>> START PASSAGE
# Perforated Aluminum Floor



## RutStrut (Jan 19, 2012)

Anyone ever DIY in your jon boat? What tools needed, what materials needed and how much?


----------



## semojetman (Jan 19, 2012)

I done my old boat and my buddy does it at his boat shop. 

I done it the cheaper route by placing 2 " thick foam under it for support. But when my buddy does it he builds aluminum bracing.

You will need some sort of nibbler or you could use a jigsaw to cut the flooring. You will need a rivet gun and a drill.
make a lot of measurements and a templet before you cut.

If you would be interested in having it done i can see how much he would charge for your size boat.


----------



## Stove Iron (Jan 28, 2012)
>> END PASSAGE
>> START RECORDS PROVIDED
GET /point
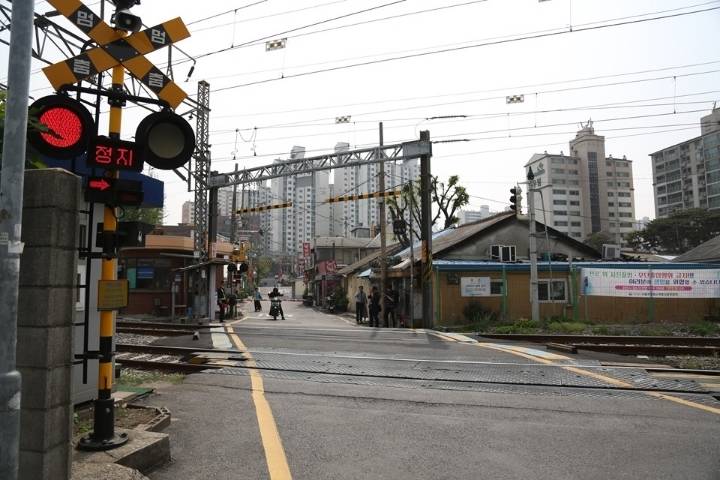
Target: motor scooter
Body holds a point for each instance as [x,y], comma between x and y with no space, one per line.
[274,307]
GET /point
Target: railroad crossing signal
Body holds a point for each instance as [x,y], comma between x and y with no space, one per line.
[363,196]
[68,127]
[115,49]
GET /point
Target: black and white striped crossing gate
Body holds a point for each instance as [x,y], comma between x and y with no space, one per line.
[117,49]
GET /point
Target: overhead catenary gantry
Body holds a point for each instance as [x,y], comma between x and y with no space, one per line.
[351,158]
[364,196]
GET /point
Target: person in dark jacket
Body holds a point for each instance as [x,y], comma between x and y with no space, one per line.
[374,307]
[276,294]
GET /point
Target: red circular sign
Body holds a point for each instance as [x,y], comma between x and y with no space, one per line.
[65,128]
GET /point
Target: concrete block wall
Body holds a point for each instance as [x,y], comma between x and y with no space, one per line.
[46,308]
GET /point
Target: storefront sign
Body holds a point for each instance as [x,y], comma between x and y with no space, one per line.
[672,283]
[475,286]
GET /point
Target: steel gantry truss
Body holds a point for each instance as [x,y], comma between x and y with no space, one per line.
[201,170]
[330,161]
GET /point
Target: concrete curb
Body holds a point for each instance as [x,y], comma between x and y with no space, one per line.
[145,451]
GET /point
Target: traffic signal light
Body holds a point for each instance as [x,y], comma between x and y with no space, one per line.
[515,199]
[165,140]
[66,127]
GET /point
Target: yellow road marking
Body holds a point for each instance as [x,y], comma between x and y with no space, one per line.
[605,378]
[272,444]
[687,403]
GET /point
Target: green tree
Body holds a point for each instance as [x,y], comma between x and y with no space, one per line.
[32,159]
[447,198]
[678,233]
[153,216]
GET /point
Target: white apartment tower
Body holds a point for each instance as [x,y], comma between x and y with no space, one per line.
[687,175]
[585,192]
[188,213]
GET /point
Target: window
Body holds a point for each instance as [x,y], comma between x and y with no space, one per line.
[503,253]
[496,287]
[552,291]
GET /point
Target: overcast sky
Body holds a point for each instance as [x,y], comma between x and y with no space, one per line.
[645,84]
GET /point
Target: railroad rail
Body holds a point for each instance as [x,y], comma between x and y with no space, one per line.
[605,339]
[623,345]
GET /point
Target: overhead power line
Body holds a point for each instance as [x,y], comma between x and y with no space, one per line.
[455,49]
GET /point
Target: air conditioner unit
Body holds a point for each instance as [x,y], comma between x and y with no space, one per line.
[611,252]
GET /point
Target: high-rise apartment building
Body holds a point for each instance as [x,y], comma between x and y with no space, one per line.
[188,213]
[687,175]
[585,192]
[469,216]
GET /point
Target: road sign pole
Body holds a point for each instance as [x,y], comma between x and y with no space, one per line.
[103,436]
[11,195]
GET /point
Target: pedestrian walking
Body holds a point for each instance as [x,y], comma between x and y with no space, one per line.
[374,307]
[232,304]
[360,305]
[221,301]
[257,296]
[390,305]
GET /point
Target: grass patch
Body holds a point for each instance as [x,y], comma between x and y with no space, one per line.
[134,378]
[705,329]
[522,325]
[566,327]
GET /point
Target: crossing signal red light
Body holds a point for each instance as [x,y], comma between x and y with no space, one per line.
[65,129]
[165,140]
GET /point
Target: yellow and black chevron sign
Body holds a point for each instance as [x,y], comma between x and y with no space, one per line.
[115,49]
[363,196]
[264,208]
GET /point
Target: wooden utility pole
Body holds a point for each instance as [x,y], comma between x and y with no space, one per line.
[426,235]
[383,228]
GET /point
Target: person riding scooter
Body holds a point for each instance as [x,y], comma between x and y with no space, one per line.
[276,302]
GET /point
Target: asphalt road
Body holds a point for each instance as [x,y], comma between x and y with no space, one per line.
[324,398]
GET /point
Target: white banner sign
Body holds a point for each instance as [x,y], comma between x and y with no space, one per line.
[670,283]
[475,286]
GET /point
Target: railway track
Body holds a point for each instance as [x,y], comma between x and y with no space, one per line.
[623,345]
[167,358]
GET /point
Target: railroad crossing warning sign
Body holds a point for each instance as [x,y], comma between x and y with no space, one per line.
[116,49]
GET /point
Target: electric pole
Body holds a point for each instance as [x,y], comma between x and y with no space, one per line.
[11,198]
[383,246]
[534,305]
[426,234]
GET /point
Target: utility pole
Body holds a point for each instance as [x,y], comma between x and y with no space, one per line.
[233,214]
[11,199]
[426,234]
[412,257]
[383,246]
[534,305]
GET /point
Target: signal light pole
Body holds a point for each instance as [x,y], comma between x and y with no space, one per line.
[103,435]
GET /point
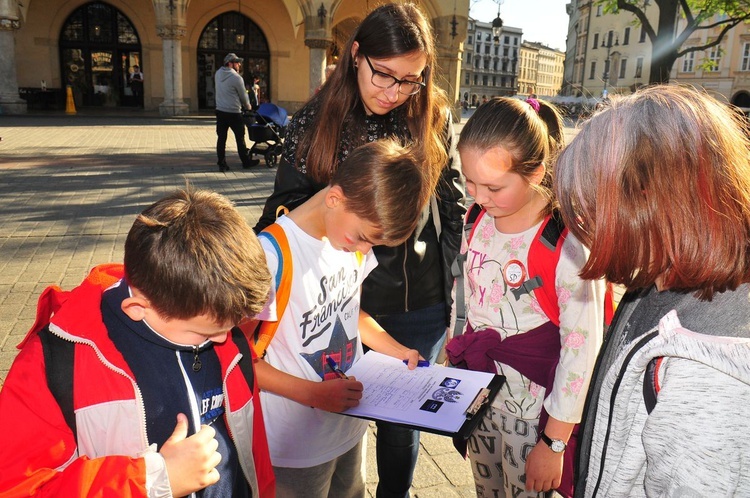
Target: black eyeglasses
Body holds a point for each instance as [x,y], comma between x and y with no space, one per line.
[384,80]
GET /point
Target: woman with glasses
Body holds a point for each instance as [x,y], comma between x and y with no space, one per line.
[383,87]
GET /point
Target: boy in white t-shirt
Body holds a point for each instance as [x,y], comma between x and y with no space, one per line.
[375,197]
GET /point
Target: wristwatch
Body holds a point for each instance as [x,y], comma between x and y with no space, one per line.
[556,445]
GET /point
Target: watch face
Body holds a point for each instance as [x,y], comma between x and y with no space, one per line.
[557,446]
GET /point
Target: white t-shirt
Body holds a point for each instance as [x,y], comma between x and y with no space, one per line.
[496,263]
[321,319]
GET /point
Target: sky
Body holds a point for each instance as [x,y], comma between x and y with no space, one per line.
[543,21]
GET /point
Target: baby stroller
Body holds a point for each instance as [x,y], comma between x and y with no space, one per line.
[267,132]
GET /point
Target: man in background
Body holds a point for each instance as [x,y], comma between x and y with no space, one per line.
[231,100]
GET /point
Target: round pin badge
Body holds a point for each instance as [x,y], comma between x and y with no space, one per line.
[514,273]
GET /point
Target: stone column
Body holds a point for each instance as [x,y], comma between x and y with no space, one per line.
[318,50]
[318,38]
[171,25]
[10,102]
[173,104]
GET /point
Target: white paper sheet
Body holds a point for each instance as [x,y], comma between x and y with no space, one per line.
[433,397]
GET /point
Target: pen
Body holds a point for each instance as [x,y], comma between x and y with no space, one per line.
[420,363]
[334,366]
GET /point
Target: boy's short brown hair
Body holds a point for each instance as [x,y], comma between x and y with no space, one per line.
[191,253]
[384,183]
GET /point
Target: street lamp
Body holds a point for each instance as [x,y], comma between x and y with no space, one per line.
[497,24]
[608,45]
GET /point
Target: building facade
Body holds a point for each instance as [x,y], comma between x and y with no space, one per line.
[92,47]
[490,64]
[605,53]
[541,70]
[610,53]
[723,70]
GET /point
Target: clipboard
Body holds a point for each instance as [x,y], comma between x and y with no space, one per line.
[441,400]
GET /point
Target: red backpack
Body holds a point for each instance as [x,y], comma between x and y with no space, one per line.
[544,255]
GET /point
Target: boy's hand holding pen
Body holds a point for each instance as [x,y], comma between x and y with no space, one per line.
[340,394]
[335,367]
[413,360]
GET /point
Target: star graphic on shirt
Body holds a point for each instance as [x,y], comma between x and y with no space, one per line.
[340,348]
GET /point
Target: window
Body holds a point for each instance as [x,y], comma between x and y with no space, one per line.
[687,62]
[714,55]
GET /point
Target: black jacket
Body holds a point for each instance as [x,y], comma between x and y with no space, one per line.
[408,277]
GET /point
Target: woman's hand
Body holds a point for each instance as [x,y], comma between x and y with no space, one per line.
[543,468]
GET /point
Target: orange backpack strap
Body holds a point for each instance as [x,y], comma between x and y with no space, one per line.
[263,331]
[544,255]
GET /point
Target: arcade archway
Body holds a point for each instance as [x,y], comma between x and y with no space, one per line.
[99,48]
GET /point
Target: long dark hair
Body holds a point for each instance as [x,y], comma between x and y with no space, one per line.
[390,30]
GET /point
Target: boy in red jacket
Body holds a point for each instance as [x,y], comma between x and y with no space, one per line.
[163,402]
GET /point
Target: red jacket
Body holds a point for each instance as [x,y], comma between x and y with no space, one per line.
[39,455]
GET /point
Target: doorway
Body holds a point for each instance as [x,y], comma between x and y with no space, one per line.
[99,49]
[232,32]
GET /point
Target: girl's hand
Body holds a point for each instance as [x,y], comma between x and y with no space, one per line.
[543,468]
[411,356]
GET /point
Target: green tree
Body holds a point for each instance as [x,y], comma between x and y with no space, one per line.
[666,42]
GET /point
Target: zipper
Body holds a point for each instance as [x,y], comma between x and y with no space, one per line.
[615,388]
[406,277]
[139,396]
[230,368]
[197,364]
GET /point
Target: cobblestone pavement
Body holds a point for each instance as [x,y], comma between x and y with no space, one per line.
[70,187]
>> END RECORDS PROVIDED
[TASK STATEMENT]: Write the next part of the forum thread about installing a perforated aluminum floor in a jon boat, picking up at the point where it stops. The records stand apart from the forum thread and are not part of it.

[ANSWER BELOW]:
I have seen perforated stainless steel sheets discarded from a local meat packing plant used as Al boat floors. The worker I spoke with said he could use thinner sheets than Al because the SS sheets are stiffer. But I have no idea how much more SS sheets are compared to Al sheets.


----------



## PSG-1 (Jan 28, 2012)

Stainless is a LOT more than aluminum in cost. Especially when it comes to specialty items like perforated stainless sheet. But, it is more rigid than aluminum, and will outlast the life of the boat many times over.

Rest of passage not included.